Given request >>
Switch "Help me locate" to "Show me" everywhere it occurs in the records below, and leave every other word as it is.

= = = =

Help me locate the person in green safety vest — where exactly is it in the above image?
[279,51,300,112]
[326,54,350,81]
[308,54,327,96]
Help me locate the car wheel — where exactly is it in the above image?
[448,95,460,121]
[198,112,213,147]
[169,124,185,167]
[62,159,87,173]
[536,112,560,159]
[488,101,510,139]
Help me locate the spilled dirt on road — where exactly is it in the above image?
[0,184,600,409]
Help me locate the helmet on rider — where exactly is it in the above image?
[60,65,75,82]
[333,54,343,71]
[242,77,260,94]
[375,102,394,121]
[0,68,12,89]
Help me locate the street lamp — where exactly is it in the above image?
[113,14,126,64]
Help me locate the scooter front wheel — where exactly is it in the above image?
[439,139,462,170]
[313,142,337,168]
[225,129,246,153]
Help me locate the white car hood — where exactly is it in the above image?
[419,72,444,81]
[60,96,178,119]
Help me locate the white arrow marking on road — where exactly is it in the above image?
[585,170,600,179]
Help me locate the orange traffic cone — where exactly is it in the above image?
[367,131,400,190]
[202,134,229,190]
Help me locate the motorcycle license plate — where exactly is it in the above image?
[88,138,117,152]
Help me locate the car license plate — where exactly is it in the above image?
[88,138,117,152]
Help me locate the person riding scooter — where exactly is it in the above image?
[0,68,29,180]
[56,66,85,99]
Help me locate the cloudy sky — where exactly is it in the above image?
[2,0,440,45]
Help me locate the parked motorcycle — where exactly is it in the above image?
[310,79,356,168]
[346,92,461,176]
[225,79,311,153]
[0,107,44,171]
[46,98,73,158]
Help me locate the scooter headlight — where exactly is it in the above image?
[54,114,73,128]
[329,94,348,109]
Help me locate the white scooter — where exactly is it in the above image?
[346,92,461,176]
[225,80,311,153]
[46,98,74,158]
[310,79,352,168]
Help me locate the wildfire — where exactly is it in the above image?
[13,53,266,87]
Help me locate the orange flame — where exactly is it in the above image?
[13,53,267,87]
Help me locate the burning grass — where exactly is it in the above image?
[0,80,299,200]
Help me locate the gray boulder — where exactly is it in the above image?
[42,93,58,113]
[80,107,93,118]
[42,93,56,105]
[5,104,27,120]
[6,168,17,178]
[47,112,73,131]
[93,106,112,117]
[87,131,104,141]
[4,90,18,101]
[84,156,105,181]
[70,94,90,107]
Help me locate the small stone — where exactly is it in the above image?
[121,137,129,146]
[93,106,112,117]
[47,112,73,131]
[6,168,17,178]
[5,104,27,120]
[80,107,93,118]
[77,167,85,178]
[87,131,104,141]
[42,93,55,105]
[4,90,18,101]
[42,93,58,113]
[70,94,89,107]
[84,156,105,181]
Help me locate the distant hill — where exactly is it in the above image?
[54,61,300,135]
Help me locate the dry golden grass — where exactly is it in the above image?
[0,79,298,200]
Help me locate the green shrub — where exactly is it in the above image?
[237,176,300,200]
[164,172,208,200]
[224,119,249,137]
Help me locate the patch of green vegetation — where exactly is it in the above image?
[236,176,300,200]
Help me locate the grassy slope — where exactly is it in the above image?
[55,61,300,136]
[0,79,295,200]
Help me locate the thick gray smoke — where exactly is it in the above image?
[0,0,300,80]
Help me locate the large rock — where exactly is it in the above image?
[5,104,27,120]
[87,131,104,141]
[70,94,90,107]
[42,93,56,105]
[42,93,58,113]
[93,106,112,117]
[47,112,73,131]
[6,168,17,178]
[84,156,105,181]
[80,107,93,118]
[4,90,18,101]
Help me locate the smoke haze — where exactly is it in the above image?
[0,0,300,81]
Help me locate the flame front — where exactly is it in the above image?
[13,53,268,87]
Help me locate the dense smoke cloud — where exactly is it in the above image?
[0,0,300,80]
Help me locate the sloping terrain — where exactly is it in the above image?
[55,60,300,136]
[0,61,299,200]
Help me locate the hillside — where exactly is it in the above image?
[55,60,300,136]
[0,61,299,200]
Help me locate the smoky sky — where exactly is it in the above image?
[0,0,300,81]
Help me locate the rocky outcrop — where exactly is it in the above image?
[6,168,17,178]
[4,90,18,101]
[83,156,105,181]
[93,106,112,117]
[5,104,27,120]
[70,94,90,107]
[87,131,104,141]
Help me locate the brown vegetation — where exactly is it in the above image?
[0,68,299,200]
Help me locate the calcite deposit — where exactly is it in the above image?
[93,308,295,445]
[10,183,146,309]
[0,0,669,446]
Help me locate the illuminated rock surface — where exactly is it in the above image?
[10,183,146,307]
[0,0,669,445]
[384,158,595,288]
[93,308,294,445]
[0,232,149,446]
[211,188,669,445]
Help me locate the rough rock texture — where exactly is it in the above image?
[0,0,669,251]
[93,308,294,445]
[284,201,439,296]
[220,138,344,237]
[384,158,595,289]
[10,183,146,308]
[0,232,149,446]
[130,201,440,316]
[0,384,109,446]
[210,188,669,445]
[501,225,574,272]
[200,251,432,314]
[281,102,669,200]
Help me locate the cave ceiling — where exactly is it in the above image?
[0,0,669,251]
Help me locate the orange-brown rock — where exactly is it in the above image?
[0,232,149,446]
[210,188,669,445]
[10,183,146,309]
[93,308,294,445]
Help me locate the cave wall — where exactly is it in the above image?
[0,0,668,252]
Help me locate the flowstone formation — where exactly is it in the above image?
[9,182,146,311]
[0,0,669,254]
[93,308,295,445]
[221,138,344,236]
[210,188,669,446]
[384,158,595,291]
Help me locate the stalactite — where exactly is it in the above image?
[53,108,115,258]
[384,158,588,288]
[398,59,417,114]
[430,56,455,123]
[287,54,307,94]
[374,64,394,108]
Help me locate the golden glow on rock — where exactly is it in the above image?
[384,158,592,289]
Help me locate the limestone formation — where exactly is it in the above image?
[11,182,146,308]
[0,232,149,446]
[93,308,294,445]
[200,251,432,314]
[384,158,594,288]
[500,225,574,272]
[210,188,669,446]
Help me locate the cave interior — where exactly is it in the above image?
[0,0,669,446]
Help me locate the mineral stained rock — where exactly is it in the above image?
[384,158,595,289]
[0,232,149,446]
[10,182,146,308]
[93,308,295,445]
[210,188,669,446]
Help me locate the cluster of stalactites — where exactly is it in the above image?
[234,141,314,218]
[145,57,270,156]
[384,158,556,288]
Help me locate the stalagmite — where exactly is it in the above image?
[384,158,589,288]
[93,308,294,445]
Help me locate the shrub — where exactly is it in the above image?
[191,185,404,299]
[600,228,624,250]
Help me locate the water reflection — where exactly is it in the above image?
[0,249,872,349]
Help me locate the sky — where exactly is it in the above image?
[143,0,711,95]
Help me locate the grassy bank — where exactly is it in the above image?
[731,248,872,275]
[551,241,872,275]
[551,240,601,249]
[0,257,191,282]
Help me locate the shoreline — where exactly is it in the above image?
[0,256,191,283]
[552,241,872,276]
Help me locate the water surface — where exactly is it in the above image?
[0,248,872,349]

= = = =

Exercise solution >>
Show me the person in green safety vest — where exactly is it in the above image?
[279,51,300,112]
[326,54,350,81]
[308,54,327,96]
Show me the car wheel — where exactly is it in the above image?
[448,95,460,121]
[198,112,213,147]
[169,124,185,167]
[62,159,87,173]
[536,112,560,159]
[488,101,510,139]
Show me the spilled dirt on road — where exactly is it in the above image?
[0,184,600,409]
Show me the helmet on rider — where exactly is it in the above image?
[60,65,75,82]
[333,54,343,71]
[242,77,260,94]
[375,102,394,121]
[0,68,12,89]
Show me the street lamp — where exactly is it in the above image?
[113,14,126,64]
Show me the scooter front wheel — where exactly is it in the above image?
[439,139,462,170]
[313,142,337,168]
[225,129,246,153]
Show me the white car hood — where exactly is it in the above image?
[419,72,444,81]
[60,96,178,119]
Show me the white arrow marking on road — where exactly is it in the above image?
[585,170,600,179]
Show me the orange traffic cone — where exactly is it in the above image?
[367,131,400,190]
[202,134,229,190]
Show me the motorcycle license plate — where exactly is it in the above image?
[88,138,117,152]
Show me the car license plate — where exactly is it in the above image?
[88,138,117,152]
Show me the person riding scooter — where exactly is it in the above image?
[0,68,29,180]
[56,66,85,99]
Show me the cloudy sky — where exactly is it in the above image?
[2,0,440,45]
Show me the parked motorcycle — where exactly is it in the above image?
[310,79,356,168]
[346,92,461,176]
[225,79,311,153]
[0,107,44,171]
[46,98,73,158]
Show me the scooter headlight — where exactly is it in the above image?
[54,114,73,128]
[329,94,348,109]
Show me the white scooter — where exactly is it in the above image?
[346,92,461,176]
[225,80,311,153]
[46,98,74,158]
[310,79,352,168]
Show me the wildfire — where exactly is it in the above image?
[13,53,266,87]
Show me the orange flame — where exactly is it in the above image?
[13,53,267,87]
Show me the burning grass — where exactly is it in the above image?
[0,80,299,200]
Show me the gray boulder — where exactly is it in the above image?
[42,93,58,113]
[80,107,93,118]
[42,93,56,105]
[5,104,27,120]
[6,168,17,178]
[47,112,73,131]
[93,106,112,117]
[87,131,104,141]
[4,90,18,101]
[84,156,105,181]
[70,94,90,107]
Show me the small stone — where exactly is it in the above image?
[121,137,129,146]
[93,106,112,117]
[47,112,73,131]
[6,168,17,178]
[5,104,27,120]
[80,107,93,118]
[77,167,85,178]
[87,131,104,141]
[42,93,55,105]
[4,90,18,101]
[42,93,58,113]
[70,94,89,107]
[84,156,105,181]
Show me the distant hill — where exactly is it in the above image?
[54,61,300,135]
Show me the dry golden grass — where exactly is it in the above image?
[0,79,298,200]
Show me the green shrub — where exactly is it in the above image?
[237,176,300,200]
[164,172,208,200]
[224,119,249,137]
Show me the patch of green vegetation — where exactly is it in the above image?
[236,176,300,200]
Show me the grassy slope — where exactly is it in the above image?
[55,61,300,136]
[0,79,295,200]
Show me the thick gray smoke — where exactly is it in the above image?
[0,0,300,80]
Show me the large rock — where exactly is it in the above image?
[5,104,27,120]
[87,131,104,141]
[70,94,90,107]
[42,93,56,105]
[42,93,58,113]
[93,106,112,117]
[47,112,73,131]
[6,168,17,178]
[84,156,105,181]
[80,107,93,118]
[4,90,18,101]
Show me the smoke haze — where exactly is it in the above image?
[0,0,300,81]
Show me the flame front — where exactly is it in the above image?
[13,53,268,87]
Show me the dense smoke cloud — where exactly is it in the above image?
[0,0,300,80]
Show me the sloping terrain — where exactly is it in the above image?
[55,60,300,136]
[0,61,299,200]
Show me the hillside — where exactly is it in the above image?
[55,60,300,136]
[0,61,299,200]
Show me the smoky sky — where exactly is it in the above image?
[0,0,300,81]
Show me the rocky outcrop — where exactly is it in the above image?
[6,168,17,178]
[4,90,18,101]
[83,156,105,181]
[93,106,112,117]
[5,104,27,120]
[70,94,90,107]
[87,131,104,141]
Show me the brown vegetation — where exactly is it in the above image?
[0,68,299,200]
Show me the calcite deposit — where exactly is it in the above image?
[93,308,295,445]
[10,183,146,309]
[0,0,669,446]
Show me the illuminated rock surface — where exactly is it in the above image?
[10,183,146,307]
[0,0,669,445]
[384,158,595,288]
[93,308,294,445]
[0,232,149,446]
[211,188,669,445]
Show me the rough rock texture — where exactly is it in the above image?
[0,0,669,251]
[93,308,294,445]
[284,201,439,296]
[220,138,344,237]
[384,158,595,289]
[10,183,146,308]
[0,232,149,446]
[130,201,440,316]
[0,384,109,446]
[210,188,669,445]
[501,225,574,272]
[200,251,432,314]
[281,102,669,200]
Show me the cave ceiling — where exactly is it in the above image?
[0,0,669,251]
Show me the orange-brown rock — where exactly is it in the above image?
[0,232,149,446]
[210,188,669,445]
[10,183,146,309]
[93,308,294,445]
Show me the cave wall — where exactly is it in the above image?
[0,0,668,252]
Show me the flowstone formation — where exactly is it in the above image?
[9,182,146,311]
[0,0,669,254]
[93,308,295,445]
[221,138,344,236]
[210,188,669,446]
[384,158,595,291]
Show me the stalactite — where exactly is it in the above image?
[53,108,115,258]
[384,158,588,288]
[398,59,417,114]
[430,56,455,123]
[287,54,307,94]
[374,64,394,108]
Show me the golden glow on rock — where exactly is it in the above image?
[384,158,592,289]
Show me the limestone formation — where exactly is it in the above image?
[11,182,146,308]
[0,232,149,446]
[93,308,294,445]
[200,251,432,314]
[384,158,594,288]
[500,225,574,272]
[210,188,669,446]
Show me the cave interior — where exactly is it in the above image?
[0,0,669,446]
Show me the mineral stained rock — where exactly is it in the above image?
[384,158,595,289]
[0,232,149,446]
[10,182,146,308]
[93,308,295,445]
[210,188,669,446]
Show me the cluster of stalactites — where exactly is it in the above image?
[234,141,314,218]
[145,57,270,156]
[384,158,556,288]
Show me the stalagmite — where exactly is it in the above image?
[384,158,589,288]
[93,308,294,445]
Show me the shrub — where exactly is it in the above image?
[191,185,404,299]
[600,228,624,250]
Show me the water reflection — where exactly is it in the above image?
[0,249,872,349]
Show me the sky — where exactly is it in the above image?
[143,0,711,95]
Show me the grassy bank — where exactly is it in the above image?
[731,248,872,275]
[551,241,872,275]
[551,240,601,249]
[0,257,191,282]
Show me the shoreline — where exactly is it in the above image?
[0,256,191,283]
[552,241,872,276]
Show me the water surface — where exactly is it in the above image?
[0,248,872,349]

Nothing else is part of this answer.